**Task instructions**
Put the items below into a numbered list, one entry per line, omitting any blank lines.

**Input rows**
--- Start ---

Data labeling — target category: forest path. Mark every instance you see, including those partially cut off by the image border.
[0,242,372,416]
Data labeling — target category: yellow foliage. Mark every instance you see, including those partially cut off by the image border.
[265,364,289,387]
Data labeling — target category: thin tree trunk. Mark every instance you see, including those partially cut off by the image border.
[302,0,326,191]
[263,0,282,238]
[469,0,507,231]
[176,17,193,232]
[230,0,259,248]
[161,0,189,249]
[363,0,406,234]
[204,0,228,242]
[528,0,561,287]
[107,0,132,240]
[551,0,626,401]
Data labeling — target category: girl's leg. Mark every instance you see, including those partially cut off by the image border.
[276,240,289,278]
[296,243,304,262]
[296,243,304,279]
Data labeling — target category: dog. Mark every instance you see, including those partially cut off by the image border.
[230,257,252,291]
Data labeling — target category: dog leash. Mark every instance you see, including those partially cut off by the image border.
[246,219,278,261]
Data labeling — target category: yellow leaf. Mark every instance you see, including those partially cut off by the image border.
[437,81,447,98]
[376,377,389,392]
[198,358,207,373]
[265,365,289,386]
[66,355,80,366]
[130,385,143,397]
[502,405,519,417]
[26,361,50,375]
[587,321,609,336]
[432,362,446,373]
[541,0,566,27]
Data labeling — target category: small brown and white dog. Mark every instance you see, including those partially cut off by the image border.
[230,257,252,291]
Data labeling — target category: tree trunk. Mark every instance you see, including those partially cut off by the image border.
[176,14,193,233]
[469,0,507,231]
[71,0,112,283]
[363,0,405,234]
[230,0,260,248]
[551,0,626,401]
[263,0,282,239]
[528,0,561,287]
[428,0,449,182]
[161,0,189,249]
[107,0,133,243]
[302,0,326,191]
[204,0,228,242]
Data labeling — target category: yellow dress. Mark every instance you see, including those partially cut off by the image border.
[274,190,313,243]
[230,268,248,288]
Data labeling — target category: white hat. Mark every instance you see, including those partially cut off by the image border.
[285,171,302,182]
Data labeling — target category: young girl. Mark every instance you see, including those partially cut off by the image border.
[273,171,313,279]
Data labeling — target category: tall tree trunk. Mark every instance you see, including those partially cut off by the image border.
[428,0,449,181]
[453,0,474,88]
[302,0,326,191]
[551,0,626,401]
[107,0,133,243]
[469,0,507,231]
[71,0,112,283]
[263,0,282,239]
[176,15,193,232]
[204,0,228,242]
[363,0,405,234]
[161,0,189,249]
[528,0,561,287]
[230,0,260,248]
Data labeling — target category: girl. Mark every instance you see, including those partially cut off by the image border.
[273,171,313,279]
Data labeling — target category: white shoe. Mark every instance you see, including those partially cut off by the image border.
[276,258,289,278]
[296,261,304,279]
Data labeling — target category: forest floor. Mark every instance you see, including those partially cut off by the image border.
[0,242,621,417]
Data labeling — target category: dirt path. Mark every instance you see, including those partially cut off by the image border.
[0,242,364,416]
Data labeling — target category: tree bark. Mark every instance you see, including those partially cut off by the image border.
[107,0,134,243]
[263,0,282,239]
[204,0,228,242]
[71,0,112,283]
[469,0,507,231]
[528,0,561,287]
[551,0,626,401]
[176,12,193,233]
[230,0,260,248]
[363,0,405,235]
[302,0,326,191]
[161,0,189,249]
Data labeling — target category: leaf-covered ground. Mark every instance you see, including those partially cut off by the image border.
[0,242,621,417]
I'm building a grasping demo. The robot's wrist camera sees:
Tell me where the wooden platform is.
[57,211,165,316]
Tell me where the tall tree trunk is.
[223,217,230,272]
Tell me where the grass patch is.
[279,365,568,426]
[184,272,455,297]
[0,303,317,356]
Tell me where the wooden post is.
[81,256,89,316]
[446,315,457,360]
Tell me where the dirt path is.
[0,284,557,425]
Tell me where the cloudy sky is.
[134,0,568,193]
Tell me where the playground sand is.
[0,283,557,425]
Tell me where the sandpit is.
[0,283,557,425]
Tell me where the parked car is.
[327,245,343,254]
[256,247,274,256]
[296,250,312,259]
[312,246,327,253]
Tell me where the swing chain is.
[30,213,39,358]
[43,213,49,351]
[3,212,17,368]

--- End ---

**Exercise output**
1. Data labeling — target category: forest path. Mark every instance you see, including those partially cut off by the image border.
2. [0,242,372,416]
3. Data labeling — target category: yellow foliage. Mark every instance you see, including those partially cut off by the image border.
4. [265,364,289,387]
5. Data labeling — target category: thin tree trunk. Mark every instance you see, including those partially cut off by the image border.
6. [302,0,326,191]
7. [263,0,282,238]
8. [469,0,507,231]
9. [176,17,193,232]
10. [230,0,259,248]
11. [161,0,189,249]
12. [363,0,406,234]
13. [204,0,228,242]
14. [528,0,561,287]
15. [107,0,132,240]
16. [551,0,626,401]
17. Data labeling — target category: girl's leg. Mark every instance you see, including those partially cut off by the image border.
18. [276,240,289,278]
19. [296,243,304,262]
20. [296,243,304,279]
21. Data labeling — target category: dog. Mark every instance you see, including those partially cut off by the image border.
22. [230,257,252,291]
23. Data labeling — target category: dog leash. Mark every instance you see, including those partially cut off by the image border.
24. [246,219,278,261]
25. Data labeling — target category: yellow leaf. Mark every instance you see, including those partially cut off by the image border.
26. [437,81,447,98]
27. [376,377,389,392]
28. [198,358,207,373]
29. [265,365,289,386]
30. [66,355,80,366]
31. [130,385,143,397]
32. [502,405,519,417]
33. [26,361,50,375]
34. [587,321,609,336]
35. [432,362,446,373]
36. [541,0,566,27]
37. Data labeling — target category: small brown and white dog. Mark every instance you see, including those partially cut off by the image border.
38. [230,257,252,291]
39. Data labeling — target category: tree trunk. Mark every instance you see, including those partially cut off by the image border.
40. [176,14,193,233]
41. [469,0,507,231]
42. [71,0,112,283]
43. [363,0,405,234]
44. [230,0,260,248]
45. [551,0,626,401]
46. [263,0,282,239]
47. [528,0,561,287]
48. [428,0,449,182]
49. [161,0,189,249]
50. [107,0,133,243]
51. [302,0,326,191]
52. [204,0,228,242]
53. Data labeling — target category: yellow dress. Mark every instance you see, including those partially cut off by the image border.
54. [274,190,313,243]
55. [230,268,248,288]
56. Data labeling — target category: white hat. Mark every instance you see, including those partially cut off by the image border.
57. [285,171,302,182]
58. Data labeling — target category: young girl. Mark every instance you see, including those partially cut off by the image border.
59. [273,171,313,279]
60. Data labeling — target category: tall tree trunk. Mark every instance you see, including those partially cut off by the image border.
61. [428,0,449,181]
62. [453,0,474,88]
63. [302,0,326,191]
64. [551,0,626,401]
65. [107,0,133,243]
66. [469,0,507,231]
67. [71,0,112,283]
68. [263,0,282,239]
69. [176,15,193,232]
70. [204,0,228,242]
71. [363,0,405,234]
72. [161,0,189,249]
73. [528,0,561,287]
74. [230,0,260,248]
75. Data labeling — target category: girl. Mark every instance you see, including those partially cut off by the image border.
76. [273,171,313,279]
77. Data labeling — target category: white shoe. Mark every instance you see, including those partially cut off by the image border.
78. [276,258,289,278]
79. [296,261,304,279]
80. Data labeling — target category: forest floor. Mark every instance you see, including those partially cut off by the image border.
81. [0,242,621,417]
82. Data labeling — target category: dirt path. Mark every instance you see, including those partially cut off by the image border.
83. [0,242,364,416]
84. Data labeling — target category: tree bark. Mark every instance you see, including those partially cut off by the image border.
85. [107,0,134,243]
86. [263,0,282,239]
87. [204,0,228,242]
88. [71,0,112,283]
89. [469,0,507,231]
90. [528,0,561,287]
91. [551,0,626,401]
92. [176,12,193,233]
93. [230,0,260,248]
94. [363,0,405,235]
95. [302,0,326,191]
96. [161,0,189,249]
97. Data labeling — target category: leaf-covered ground. Mark every instance you see, including those partially cut off by the image border.
98. [0,242,621,417]
99. I'm building a grasping demo. The robot's wrist camera sees:
100. Tell me where the wooden platform is.
101. [57,211,165,316]
102. Tell me where the tall tree trunk is.
103. [223,217,230,272]
104. Tell me where the grass patch is.
105. [279,365,568,426]
106. [184,272,455,297]
107. [0,303,317,356]
108. Tell me where the wooden post is.
109. [81,256,89,316]
110. [446,315,457,360]
111. Tell me where the dirt path is.
112. [0,284,557,425]
113. Tell me where the cloudy sky is.
114. [134,0,568,193]
115. Tell me where the playground sand is.
116. [0,283,557,425]
117. Tell me where the sandpit is.
118. [0,283,557,425]
119. Tell me where the parked car is.
120. [327,245,343,254]
121. [256,247,274,256]
122. [296,250,312,259]
123. [312,246,327,253]
124. Tell me where the swing chain is.
125. [30,213,39,358]
126. [43,213,49,351]
127. [3,212,17,368]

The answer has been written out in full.